> Task instructions
Reproduce the lines of the records below verbatim, beginning at the line that contains "Task: Detect the duck reflection" and continuing through the last line of the records. Omit the pictures from your reproduction.

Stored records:
++++
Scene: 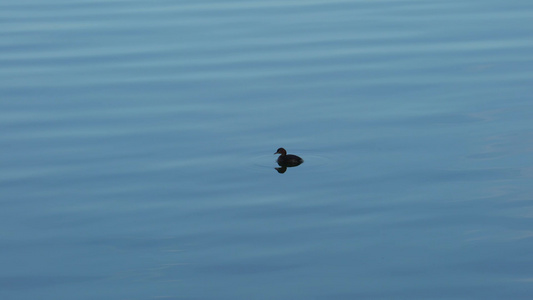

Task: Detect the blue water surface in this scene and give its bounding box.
[0,0,533,300]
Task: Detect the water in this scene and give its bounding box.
[0,0,533,299]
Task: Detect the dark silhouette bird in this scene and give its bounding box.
[274,148,304,167]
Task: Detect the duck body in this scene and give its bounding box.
[274,148,304,167]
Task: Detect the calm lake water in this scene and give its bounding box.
[0,0,533,300]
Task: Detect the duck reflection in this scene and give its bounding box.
[274,148,304,174]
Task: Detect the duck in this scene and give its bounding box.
[274,148,304,167]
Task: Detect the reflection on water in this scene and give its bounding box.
[0,0,533,300]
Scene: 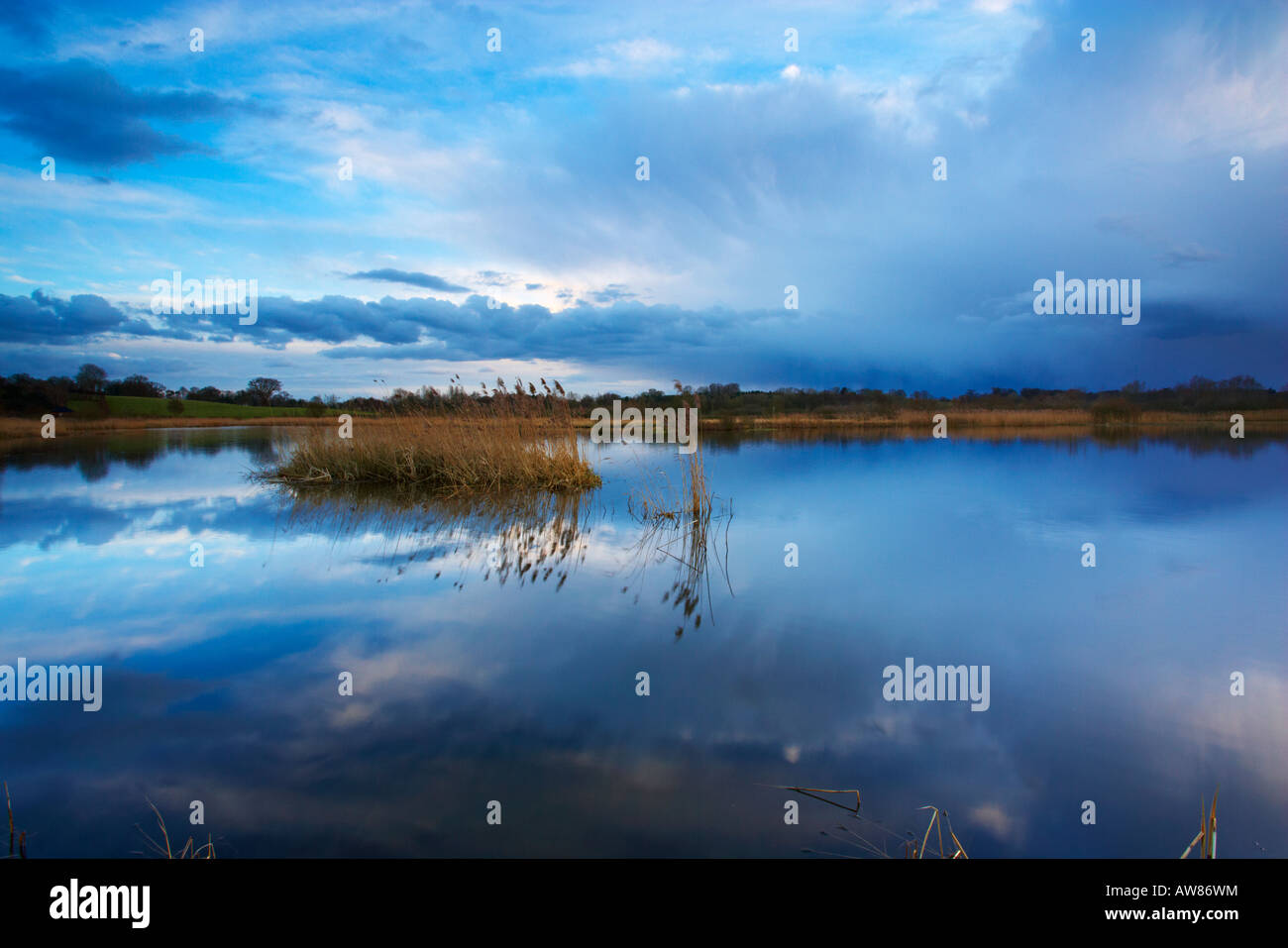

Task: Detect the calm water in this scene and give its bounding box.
++++
> Solution for this problem
Task: Detect the duck reflection in this scene and give its bounding box.
[274,148,304,174]
Task: Detect the duck in this scene and give its bounding box.
[274,148,304,167]
Task: Detect the reflection on water in this scene and give its bounding box.
[0,0,533,300]
Scene: 

Task: Detect the calm water in this scene and give its bounding box.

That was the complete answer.